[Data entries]

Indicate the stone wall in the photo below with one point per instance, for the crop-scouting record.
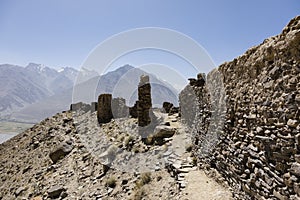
(254, 137)
(104, 111)
(119, 108)
(144, 102)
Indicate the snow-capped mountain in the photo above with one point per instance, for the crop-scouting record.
(23, 86)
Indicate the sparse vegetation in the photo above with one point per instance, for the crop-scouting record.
(128, 141)
(189, 148)
(111, 182)
(144, 179)
(139, 194)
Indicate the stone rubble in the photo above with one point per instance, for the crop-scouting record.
(254, 143)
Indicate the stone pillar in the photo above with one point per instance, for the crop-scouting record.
(94, 106)
(104, 112)
(144, 103)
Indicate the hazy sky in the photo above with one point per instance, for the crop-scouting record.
(61, 33)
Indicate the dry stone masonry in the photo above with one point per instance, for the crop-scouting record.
(104, 112)
(144, 103)
(258, 148)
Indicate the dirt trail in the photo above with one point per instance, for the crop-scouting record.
(201, 187)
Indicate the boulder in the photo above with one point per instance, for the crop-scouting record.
(61, 151)
(55, 191)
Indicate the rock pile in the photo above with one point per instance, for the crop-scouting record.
(119, 108)
(258, 147)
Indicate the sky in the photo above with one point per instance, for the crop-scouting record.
(60, 33)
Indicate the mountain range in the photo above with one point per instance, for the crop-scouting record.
(34, 92)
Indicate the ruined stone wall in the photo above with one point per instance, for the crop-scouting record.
(104, 111)
(119, 108)
(258, 142)
(144, 102)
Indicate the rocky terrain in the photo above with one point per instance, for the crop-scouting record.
(240, 125)
(65, 157)
(246, 123)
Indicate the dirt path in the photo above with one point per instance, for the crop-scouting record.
(201, 187)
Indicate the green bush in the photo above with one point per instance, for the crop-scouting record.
(111, 182)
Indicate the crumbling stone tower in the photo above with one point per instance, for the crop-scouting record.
(104, 111)
(144, 102)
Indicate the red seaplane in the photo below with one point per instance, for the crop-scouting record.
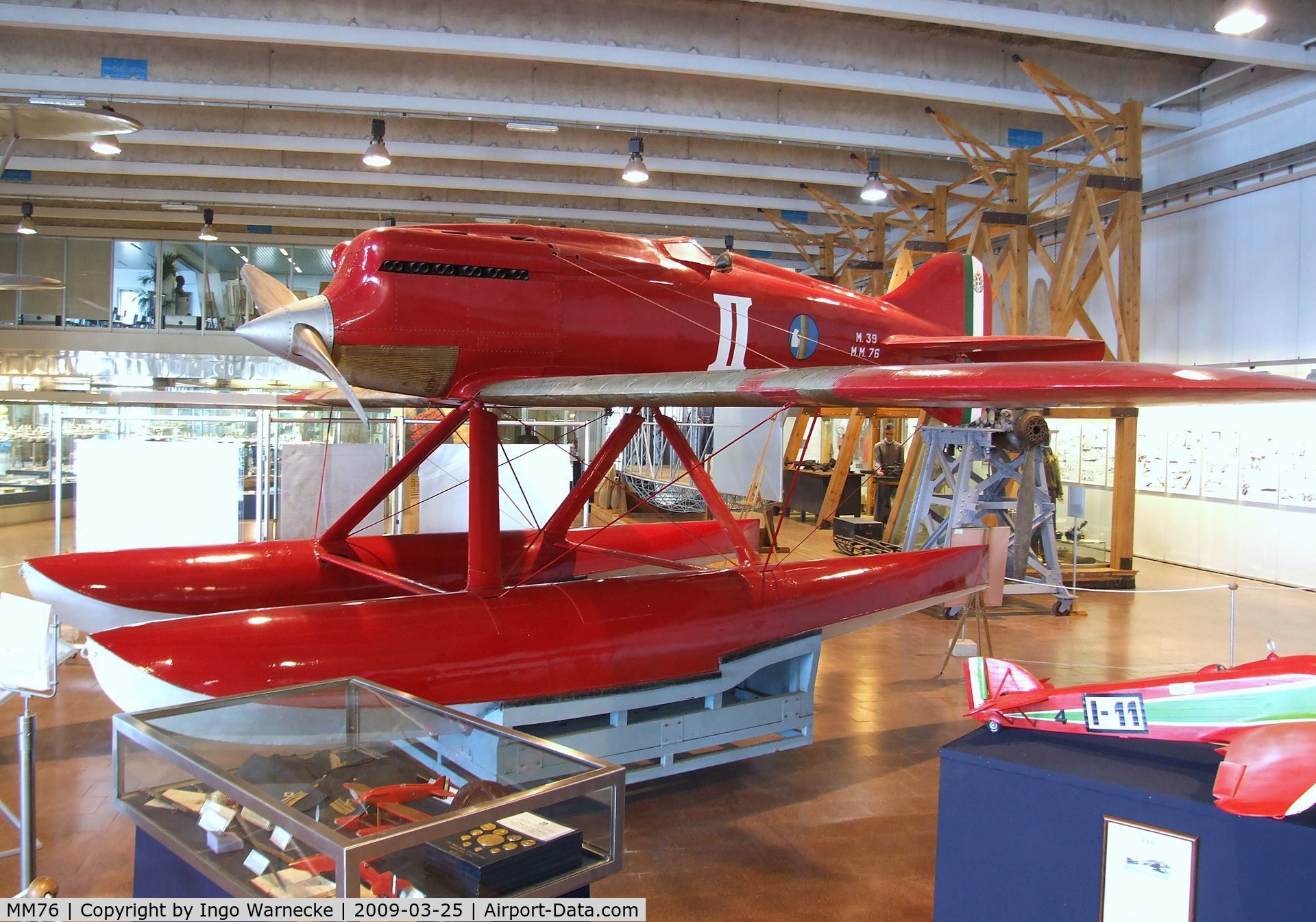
(1261, 714)
(479, 316)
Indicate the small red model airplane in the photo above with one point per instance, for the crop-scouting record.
(1261, 714)
(479, 316)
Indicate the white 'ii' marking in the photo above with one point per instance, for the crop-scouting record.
(732, 333)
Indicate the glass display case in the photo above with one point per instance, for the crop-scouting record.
(349, 788)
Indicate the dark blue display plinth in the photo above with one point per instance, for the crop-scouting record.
(1019, 829)
(161, 873)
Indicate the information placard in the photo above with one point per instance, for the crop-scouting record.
(1148, 873)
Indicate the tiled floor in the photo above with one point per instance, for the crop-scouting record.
(846, 825)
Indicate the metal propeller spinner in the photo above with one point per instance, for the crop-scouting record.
(295, 329)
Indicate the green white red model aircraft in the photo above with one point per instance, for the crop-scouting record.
(1263, 716)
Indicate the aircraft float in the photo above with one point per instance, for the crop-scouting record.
(1261, 714)
(478, 317)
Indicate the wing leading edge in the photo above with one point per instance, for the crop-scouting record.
(927, 386)
(1269, 771)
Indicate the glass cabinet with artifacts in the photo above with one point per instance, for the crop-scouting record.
(348, 788)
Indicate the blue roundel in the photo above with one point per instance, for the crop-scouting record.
(805, 337)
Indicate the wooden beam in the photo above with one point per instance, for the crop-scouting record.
(795, 442)
(1018, 246)
(1124, 491)
(912, 462)
(1131, 229)
(1103, 250)
(844, 458)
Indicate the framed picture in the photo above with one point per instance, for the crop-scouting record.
(1148, 873)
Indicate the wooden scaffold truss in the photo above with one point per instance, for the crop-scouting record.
(1084, 189)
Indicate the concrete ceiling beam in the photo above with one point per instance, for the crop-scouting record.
(400, 208)
(174, 221)
(646, 194)
(271, 32)
(439, 107)
(1074, 29)
(512, 156)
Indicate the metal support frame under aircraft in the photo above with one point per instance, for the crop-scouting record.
(964, 476)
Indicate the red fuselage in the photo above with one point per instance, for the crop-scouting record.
(444, 311)
(1206, 707)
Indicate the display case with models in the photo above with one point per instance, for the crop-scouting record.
(349, 788)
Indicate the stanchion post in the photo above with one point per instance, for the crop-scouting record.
(27, 793)
(1234, 614)
(1074, 524)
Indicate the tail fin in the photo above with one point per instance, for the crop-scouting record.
(986, 678)
(952, 291)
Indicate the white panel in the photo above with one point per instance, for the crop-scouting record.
(533, 485)
(1206, 271)
(1257, 542)
(1160, 339)
(1304, 197)
(306, 509)
(1217, 539)
(138, 494)
(1264, 296)
(738, 461)
(1152, 532)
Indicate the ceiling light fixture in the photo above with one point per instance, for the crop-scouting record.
(377, 154)
(636, 171)
(541, 127)
(873, 189)
(25, 223)
(107, 145)
(1239, 17)
(208, 226)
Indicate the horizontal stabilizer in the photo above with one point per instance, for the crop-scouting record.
(1269, 771)
(918, 387)
(905, 349)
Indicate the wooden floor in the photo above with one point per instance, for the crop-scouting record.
(846, 825)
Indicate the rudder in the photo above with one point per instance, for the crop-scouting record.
(986, 678)
(952, 291)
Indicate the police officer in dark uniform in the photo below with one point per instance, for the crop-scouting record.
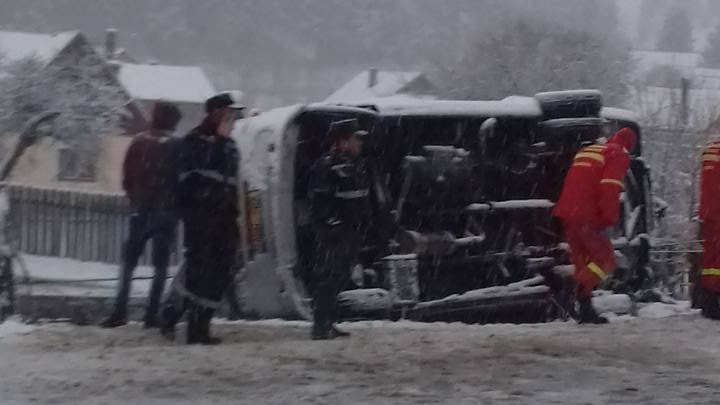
(207, 198)
(340, 211)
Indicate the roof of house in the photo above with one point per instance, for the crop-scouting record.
(389, 83)
(188, 84)
(662, 107)
(677, 59)
(16, 46)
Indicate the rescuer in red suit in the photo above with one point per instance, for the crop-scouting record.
(710, 218)
(588, 205)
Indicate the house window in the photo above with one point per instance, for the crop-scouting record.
(75, 166)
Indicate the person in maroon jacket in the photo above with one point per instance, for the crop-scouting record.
(149, 178)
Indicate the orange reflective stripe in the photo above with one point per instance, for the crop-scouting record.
(597, 271)
(613, 182)
(711, 272)
(595, 148)
(591, 155)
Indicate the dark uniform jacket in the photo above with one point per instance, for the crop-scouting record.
(207, 176)
(339, 194)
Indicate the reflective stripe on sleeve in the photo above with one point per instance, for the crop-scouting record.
(711, 272)
(591, 155)
(613, 182)
(208, 174)
(595, 269)
(351, 195)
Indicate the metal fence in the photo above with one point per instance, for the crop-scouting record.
(72, 224)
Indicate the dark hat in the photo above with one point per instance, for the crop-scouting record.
(222, 100)
(345, 128)
(165, 115)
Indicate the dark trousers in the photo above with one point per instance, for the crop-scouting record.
(336, 253)
(145, 226)
(7, 288)
(210, 256)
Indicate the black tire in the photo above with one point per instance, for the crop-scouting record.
(571, 130)
(570, 104)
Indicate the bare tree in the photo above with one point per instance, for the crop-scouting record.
(711, 53)
(677, 33)
(529, 56)
(85, 96)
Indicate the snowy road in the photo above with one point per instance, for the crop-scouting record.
(671, 360)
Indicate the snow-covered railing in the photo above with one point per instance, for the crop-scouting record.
(88, 226)
(510, 205)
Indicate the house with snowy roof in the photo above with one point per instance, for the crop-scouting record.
(46, 48)
(186, 86)
(373, 84)
(52, 164)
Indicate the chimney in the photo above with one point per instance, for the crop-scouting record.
(110, 43)
(372, 77)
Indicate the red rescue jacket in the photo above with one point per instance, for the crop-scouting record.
(710, 183)
(590, 194)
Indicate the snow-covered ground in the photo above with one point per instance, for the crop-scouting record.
(670, 360)
(60, 276)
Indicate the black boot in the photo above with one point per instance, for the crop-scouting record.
(167, 325)
(588, 313)
(338, 332)
(198, 331)
(711, 307)
(321, 333)
(113, 321)
(206, 315)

(What is needed): All of the records above should be returned exactly, though the pictures should not.

(Answer area):
Indicate the stone wall in the photo below with one point per instance, for the crop-scouting record.
(254, 137)
(104, 111)
(119, 108)
(144, 102)
Indicate the snow-capped mountain in the photo above with one point per instance, for the crop-scouting record.
(23, 86)
Indicate the sparse vegetation in the photo above with one point per instance, for the crop-scouting record.
(128, 141)
(189, 148)
(111, 182)
(144, 179)
(139, 194)
Indicate the stone rubble in the photo above with one point per instance, for the crop-scouting record.
(254, 143)
Indicate the stone pillar in the photo above with one point per instance, for the crop-scouting record.
(94, 106)
(104, 112)
(144, 103)
Indicate the hazy sky in the photo above with one point per instance, for the crop-scouting record.
(61, 33)
Indicate the dry stone masonry in the photo above with one point per instance, for the crop-scouting record.
(104, 112)
(144, 103)
(258, 148)
Indicate the dirt trail in the photo above with one point per instance, for the crop-scouting record.
(201, 187)
Indicate the boulder in the photo above with one point per instance, for the crop-scouting record.
(61, 151)
(55, 191)
Indicate the rock pile in the photo above with one point per instance, for the crop-scouting record.
(119, 108)
(258, 147)
Indicate the sky in the photo above with one point per instance, for the crop-scouting record.
(60, 33)
Indicate the mountain range in the photo above with one point per instance, for the crop-scouting record.
(34, 92)
Indicate the ruined stone wall in the photo above with one point per instance, for the crop-scouting record.
(104, 111)
(119, 108)
(258, 142)
(144, 102)
Indicate the rocky terrain in the photo above with one point per instance, for the crop-scouting record.
(240, 125)
(65, 157)
(246, 123)
Indicate the dirt path in the photo above with one point per instance, for the crop-scouting record.
(201, 187)
Indicate the green bush in the photo above with one point per instance, for the crop-scouting record.
(111, 182)
Indicate the crumbling stone tower in the photo above with one point per instance, for the crop-scouting record.
(104, 111)
(144, 102)
Indicate the red seaplane in the photo below with one point per instance, for the crop-scouting record.
(1261, 714)
(479, 316)
Indicate the small red model airplane in the photo above with one point per instance, for the crop-scouting record.
(1261, 714)
(479, 316)
Indicate the white 'ii' marking in the photo above with one point per instance, for the crop-scouting record.
(732, 333)
Indicate the glass display case in the photo above with one point per instance, for the crop-scouting record.
(349, 788)
Indicate the dark blue display plinth in the photo above with one point per instance, for the crop-scouting record.
(1019, 829)
(161, 873)
Indicate the information placard in the photo above with one point per instance, for the crop-scouting record.
(1148, 873)
Indicate the tiled floor in the photo above with one point per instance, for the crop-scouting record.
(846, 825)
Indicate the metal propeller spinner in the photo above with one point per instance, for the crop-scouting record.
(295, 329)
Indicate the green white red model aircraft in the photo above with one point per instance, for the crop-scouting record.
(1263, 716)
Indicate the aircraft float in the photo above with one point per instance, for the crop-scouting record.
(1261, 714)
(478, 317)
Indicate the wing leading edge in the photo above with one point per instance, for the crop-scouting record.
(927, 386)
(1269, 771)
Indicate the glass cabinet with artifacts in the photo above with one point per instance, for the crop-scouting record.
(348, 788)
Indicate the blue roundel in the photo above with one point per instance, for the crop-scouting record.
(805, 337)
Indicate the wooden beam in the photo above with one point per instance, for the crop-scouting record.
(795, 442)
(1018, 246)
(1124, 491)
(912, 462)
(1131, 229)
(1103, 250)
(844, 458)
Indicate the framed picture in the photo above with one point per instance, for the crop-scouting record.
(1148, 873)
Indicate the wooden scaffold truss in the photo above with one point per instance, for the crop-scouting record.
(1084, 189)
Indicate the concrete ceiling beam in the photo above with one point per instance, for the crop-scouting record.
(400, 208)
(174, 221)
(646, 194)
(271, 32)
(439, 107)
(1074, 29)
(512, 156)
Indicate the metal support frame under aircraft in the photo above with one point per instance, for the crop-scouting record.
(964, 476)
Indicate the red fuselage in the photo above with one point per instance, for the crop-scouting record.
(444, 311)
(1206, 707)
Indicate the display case with models in the photo above with one point per instance, for the crop-scouting record.
(349, 788)
Indicate the stanchion post in the photo above with one point per instance, for the crop-scouting record.
(27, 793)
(1234, 614)
(1074, 524)
Indicate the tail fin in the photo above with one point per instance, for the crop-scouting record.
(986, 678)
(952, 291)
Indicate the white panel in the photo above with one point per instance, for the crop-scouting record.
(533, 485)
(1206, 271)
(1257, 542)
(1160, 339)
(1304, 197)
(306, 509)
(1217, 539)
(138, 494)
(1264, 296)
(738, 461)
(1152, 532)
Indicate the ceiling light fixture in the photo above with one point per instance, for the crop-scouting record.
(377, 154)
(636, 171)
(541, 127)
(873, 189)
(25, 223)
(107, 145)
(1239, 17)
(208, 226)
Indicate the horizontal stabilizer in the photo above with one point per instance, for the crop-scouting record.
(1269, 771)
(918, 387)
(905, 349)
Indicate the wooden floor in the photo above with one point per instance, for the crop-scouting record.
(846, 825)
Indicate the rudder in the photo above with one point per instance, for the crop-scouting record.
(986, 678)
(952, 291)
Indicate the police officer in dark uniform in the photo below with one point per instance, for the crop-scouting record.
(207, 198)
(340, 211)
Indicate the roof of house in the photo above with one point per instance, for the crop-scouting record.
(389, 83)
(188, 84)
(662, 107)
(677, 59)
(16, 46)
Indicate the rescuer in red suit in the photo above with one point per instance, for the crop-scouting record.
(710, 218)
(588, 205)
Indicate the house window in the photo above with one point per instance, for the crop-scouting record.
(75, 166)
Indicate the person in maroon jacket in the photo above with one point per instance, for the crop-scouting record.
(149, 178)
Indicate the orange reflective stripe in the photo above with one point per instance, for the crop-scouting record.
(597, 271)
(613, 182)
(711, 272)
(595, 148)
(591, 155)
Indicate the dark uniform jacket in the photo above with one point per instance, for the crop-scouting record.
(207, 176)
(339, 194)
Indicate the reflective stripe on sleeve in the photo above with one point per instance, for the crop-scouting record.
(711, 272)
(591, 155)
(613, 182)
(208, 174)
(595, 269)
(351, 195)
Indicate the metal fence in the photo above with one point per instance, for the crop-scouting record.
(72, 224)
Indicate the dark hat in the photo above with one point per instance, for the crop-scouting record.
(222, 100)
(345, 128)
(165, 115)
Indicate the dark trousers in the photo above with one point per instance, for the crop-scouting record.
(336, 253)
(145, 226)
(7, 288)
(210, 256)
Indicate the black tire in the photo above with one point per instance, for the crop-scouting record.
(571, 130)
(570, 104)
Indicate the bare tree in the photo above with one point per instance, for the crop-scouting record.
(711, 53)
(677, 33)
(529, 56)
(85, 96)
Indicate the snowy road in the photo above with one point per instance, for the crop-scouting record.
(671, 360)
Indicate the snow-covered railing in the photo above with one point per instance, for the crop-scouting record.
(88, 226)
(510, 205)
Indicate the house with snowy roof in the photo above with one point per instance, for the crop-scouting record.
(46, 48)
(186, 86)
(373, 84)
(52, 164)
Indicate the chimney in the photo above with one point per instance, for the crop-scouting record.
(110, 43)
(372, 77)
Indicate the red rescue jacket in the photo above with one point per instance, for the crop-scouting record.
(710, 183)
(590, 194)
Indicate the snow-covered ground in the photo above with one point per instance, for the crop-scouting record.
(670, 360)
(60, 276)
Indicate the black boot in the photo above with one point per instance, for the crop-scouting record.
(167, 325)
(588, 313)
(338, 332)
(198, 331)
(711, 307)
(321, 333)
(113, 321)
(206, 315)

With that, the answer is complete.